**Instruction:** Retype the following items line for line, without any changes, and leave out the pictures.

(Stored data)
▬▬▬▬▬▬

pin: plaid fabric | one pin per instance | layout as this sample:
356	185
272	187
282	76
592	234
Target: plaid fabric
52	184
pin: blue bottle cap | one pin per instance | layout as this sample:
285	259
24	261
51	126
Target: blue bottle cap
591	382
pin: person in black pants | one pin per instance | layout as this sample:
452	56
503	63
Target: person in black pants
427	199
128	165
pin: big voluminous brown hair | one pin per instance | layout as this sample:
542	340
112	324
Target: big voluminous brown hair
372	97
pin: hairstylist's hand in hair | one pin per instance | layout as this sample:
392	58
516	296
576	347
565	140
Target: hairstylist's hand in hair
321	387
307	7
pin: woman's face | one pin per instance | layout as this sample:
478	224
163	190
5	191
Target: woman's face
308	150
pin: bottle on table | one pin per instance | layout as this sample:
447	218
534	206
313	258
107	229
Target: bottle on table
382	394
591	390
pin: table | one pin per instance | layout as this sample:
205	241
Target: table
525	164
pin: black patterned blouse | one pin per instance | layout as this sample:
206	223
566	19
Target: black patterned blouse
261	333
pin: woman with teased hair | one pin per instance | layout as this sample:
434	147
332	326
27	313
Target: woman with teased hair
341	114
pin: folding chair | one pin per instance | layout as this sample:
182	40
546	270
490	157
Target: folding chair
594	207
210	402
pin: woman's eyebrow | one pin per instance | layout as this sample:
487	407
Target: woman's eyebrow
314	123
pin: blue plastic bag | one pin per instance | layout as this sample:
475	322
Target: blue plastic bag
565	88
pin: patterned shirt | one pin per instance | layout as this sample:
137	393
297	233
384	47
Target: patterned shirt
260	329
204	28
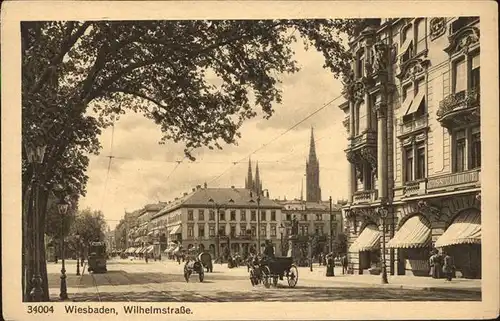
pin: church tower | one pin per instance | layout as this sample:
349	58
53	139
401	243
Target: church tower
249	178
313	191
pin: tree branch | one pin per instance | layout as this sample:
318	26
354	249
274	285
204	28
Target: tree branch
59	57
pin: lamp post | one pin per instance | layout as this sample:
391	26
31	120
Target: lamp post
258	218
63	209
35	156
77	254
217	235
282	230
383	214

▬▬▬▬▬▬

**Full output:**
pin: plaid fabric | one pin per instance | layout as this sample:
356	185
272	187
282	76
592	234
Target: plaid fabric
52	184
pin: blue bottle cap | one pin per instance | layout as this sample:
285	259
24	261
51	126
Target: blue bottle cap
591	382
pin: person in black pants | one pin per instance | layout as this sample:
452	56
503	63
Target: person in black pants
427	199
128	165
pin: big voluminous brown hair | one pin per instance | layout as this sample:
542	340
112	324
Target: big voluminous brown hair
372	97
pin: hairstylist's hand in hair | one pin per instance | layout as this sample:
392	58
516	296
576	347
565	140
Target: hairstylist's hand in hair
321	387
307	7
pin: woman's face | one pin per instance | layout as this sample:
478	224
163	190
5	191
Target: woman's face
308	150
pin: bottle on table | one pin per instance | layout as this sample:
447	218
534	206
313	258
107	229
Target: bottle on table
382	394
591	390
pin: table | one pin per instance | layout as this sample:
205	241
Target: table
525	164
pin: black patterned blouse | one pin per instance | layout as this sample:
206	223
566	19
Target: black patterned blouse
261	333
pin: woman with teased hair | one pin per instance | layout as this sample:
434	147
332	326
27	313
Target: woman with teased hair
341	114
pin: folding chair | one pin per instance | layout as this sample:
182	40
546	270
490	157
Target: folding chair
594	207
210	402
pin: woman's eyebrow | one pin per instance | layout as this sample:
487	407
Target: woman's eyebrow
314	123
pin: blue plastic bag | one pin per instance | layout as this sample:
475	322
Target: blue plastic bag
565	88
pin: patterned shirt | one pin per instance | layout as this sample:
137	393
297	233
384	47
Target: patterned shirt
260	329
204	28
pin: church tower | one pin per instance | layout as this sample:
349	58
53	139
401	243
Target: church tower
249	178
313	191
pin: tree branch | one pin per instance | layout as this sample:
318	26
354	249
274	285
204	28
Target: tree branch
59	57
pin: lamp post | one pin per instance | layout as this sample:
391	26
31	120
Target: lamp post
258	218
63	209
35	156
77	254
217	235
282	230
383	214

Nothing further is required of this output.